** start **

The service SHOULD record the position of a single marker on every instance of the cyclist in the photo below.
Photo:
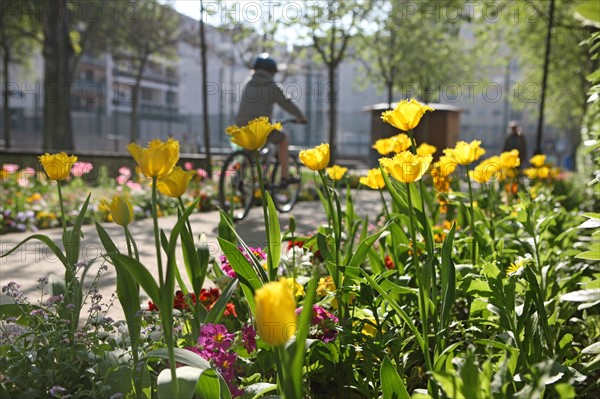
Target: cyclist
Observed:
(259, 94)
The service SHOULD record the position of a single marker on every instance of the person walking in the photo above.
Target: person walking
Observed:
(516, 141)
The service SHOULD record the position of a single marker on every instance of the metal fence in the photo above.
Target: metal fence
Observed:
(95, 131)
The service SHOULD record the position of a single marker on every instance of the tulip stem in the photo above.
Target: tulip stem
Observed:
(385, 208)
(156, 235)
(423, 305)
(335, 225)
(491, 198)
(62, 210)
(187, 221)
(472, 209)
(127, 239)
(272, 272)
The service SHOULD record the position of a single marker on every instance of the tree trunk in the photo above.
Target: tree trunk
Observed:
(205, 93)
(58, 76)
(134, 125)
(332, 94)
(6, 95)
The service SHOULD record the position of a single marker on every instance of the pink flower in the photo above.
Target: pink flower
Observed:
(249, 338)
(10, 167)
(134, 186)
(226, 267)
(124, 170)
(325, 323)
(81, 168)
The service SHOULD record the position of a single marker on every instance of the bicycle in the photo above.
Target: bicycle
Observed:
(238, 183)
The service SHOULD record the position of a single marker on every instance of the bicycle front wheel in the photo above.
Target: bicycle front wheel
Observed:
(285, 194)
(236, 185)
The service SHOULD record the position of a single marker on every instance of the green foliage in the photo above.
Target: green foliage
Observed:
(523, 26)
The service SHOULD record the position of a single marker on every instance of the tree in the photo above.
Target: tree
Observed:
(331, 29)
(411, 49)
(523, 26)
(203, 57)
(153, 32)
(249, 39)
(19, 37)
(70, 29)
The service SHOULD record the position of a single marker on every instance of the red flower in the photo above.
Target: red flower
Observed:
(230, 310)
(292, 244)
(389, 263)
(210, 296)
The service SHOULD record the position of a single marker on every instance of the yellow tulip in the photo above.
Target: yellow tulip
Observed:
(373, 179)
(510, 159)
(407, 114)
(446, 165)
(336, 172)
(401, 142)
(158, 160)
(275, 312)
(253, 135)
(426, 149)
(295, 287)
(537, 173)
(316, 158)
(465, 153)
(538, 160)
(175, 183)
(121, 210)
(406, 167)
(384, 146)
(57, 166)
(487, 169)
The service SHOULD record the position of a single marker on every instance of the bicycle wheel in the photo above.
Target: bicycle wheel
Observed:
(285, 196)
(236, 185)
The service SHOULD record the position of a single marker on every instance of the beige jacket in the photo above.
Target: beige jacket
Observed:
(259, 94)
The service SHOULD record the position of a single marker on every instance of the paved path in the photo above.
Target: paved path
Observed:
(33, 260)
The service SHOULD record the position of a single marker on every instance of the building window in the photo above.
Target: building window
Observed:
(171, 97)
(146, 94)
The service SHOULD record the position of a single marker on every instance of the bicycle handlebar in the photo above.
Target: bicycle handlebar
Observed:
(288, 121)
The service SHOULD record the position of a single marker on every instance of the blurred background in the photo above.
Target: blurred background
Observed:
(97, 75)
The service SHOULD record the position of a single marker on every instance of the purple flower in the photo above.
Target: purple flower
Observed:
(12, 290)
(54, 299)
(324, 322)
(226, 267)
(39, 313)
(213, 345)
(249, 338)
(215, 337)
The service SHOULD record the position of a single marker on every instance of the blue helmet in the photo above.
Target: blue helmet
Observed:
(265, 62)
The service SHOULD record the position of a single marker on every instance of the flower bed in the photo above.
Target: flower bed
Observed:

** end **

Could you rescale the rows, starting at the line that has "helmet in the photo above." and stopping after the last row? Reproduce each line in that stretch, requests included, and multiply every point coordinate in the answers by 0.6, rounding to whole numbers with halves rounded up.

**EXERCISE RESPONSE**.
The service SHOULD record the position of a single marker on every instance of the blue helmet in the photo above.
Target: blue helmet
Observed:
(159, 37)
The service SHOULD record the position of a single marker on every instance of the flower bed in the photo above.
Target: flower bed
Observed:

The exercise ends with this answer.